**What to do:**
Return every line of the rows that contains the string "night".

**Given data:**
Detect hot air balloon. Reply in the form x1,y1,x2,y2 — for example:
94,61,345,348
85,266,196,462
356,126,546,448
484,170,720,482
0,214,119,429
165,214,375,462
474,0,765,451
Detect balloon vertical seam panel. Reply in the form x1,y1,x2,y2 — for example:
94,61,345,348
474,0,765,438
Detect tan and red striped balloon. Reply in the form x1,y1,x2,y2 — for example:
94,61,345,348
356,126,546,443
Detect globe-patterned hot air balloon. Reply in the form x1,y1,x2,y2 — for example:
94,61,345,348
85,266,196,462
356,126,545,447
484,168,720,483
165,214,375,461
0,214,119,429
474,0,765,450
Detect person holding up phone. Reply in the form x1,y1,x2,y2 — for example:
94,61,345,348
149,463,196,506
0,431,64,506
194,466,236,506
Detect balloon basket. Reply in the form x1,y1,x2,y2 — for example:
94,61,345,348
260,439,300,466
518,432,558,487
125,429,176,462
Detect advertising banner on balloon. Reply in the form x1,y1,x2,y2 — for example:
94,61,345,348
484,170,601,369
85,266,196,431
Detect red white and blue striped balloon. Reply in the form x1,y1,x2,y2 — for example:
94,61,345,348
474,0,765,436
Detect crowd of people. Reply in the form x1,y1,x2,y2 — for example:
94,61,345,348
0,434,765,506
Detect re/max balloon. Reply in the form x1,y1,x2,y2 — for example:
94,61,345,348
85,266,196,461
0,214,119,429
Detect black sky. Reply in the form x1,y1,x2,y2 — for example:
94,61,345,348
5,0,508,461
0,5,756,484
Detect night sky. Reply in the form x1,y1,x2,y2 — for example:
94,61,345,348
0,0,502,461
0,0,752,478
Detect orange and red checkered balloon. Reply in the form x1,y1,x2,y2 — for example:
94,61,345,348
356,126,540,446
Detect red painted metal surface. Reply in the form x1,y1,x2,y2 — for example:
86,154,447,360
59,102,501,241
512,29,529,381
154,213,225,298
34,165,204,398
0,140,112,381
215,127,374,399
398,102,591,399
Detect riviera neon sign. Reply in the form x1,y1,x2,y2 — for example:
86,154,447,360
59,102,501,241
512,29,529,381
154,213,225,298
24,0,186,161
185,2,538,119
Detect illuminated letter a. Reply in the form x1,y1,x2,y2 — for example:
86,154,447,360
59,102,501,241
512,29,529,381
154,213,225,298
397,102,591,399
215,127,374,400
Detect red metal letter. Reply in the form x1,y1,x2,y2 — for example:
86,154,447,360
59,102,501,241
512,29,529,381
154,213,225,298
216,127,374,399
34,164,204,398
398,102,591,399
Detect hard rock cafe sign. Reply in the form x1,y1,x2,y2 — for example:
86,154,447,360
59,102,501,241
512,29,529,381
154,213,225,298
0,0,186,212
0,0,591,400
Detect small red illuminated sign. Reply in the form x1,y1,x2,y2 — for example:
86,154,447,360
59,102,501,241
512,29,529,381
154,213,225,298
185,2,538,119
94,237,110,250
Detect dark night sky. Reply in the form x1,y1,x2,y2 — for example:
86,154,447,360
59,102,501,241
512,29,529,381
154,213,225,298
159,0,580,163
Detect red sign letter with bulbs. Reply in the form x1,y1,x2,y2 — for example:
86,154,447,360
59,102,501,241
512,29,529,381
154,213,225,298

**Solved exercise:**
Detect night sky. Reply in the form x1,y1,x2,y2 — for example:
Detect dark night sky. Reply in the form x1,y1,x2,y2 — for example:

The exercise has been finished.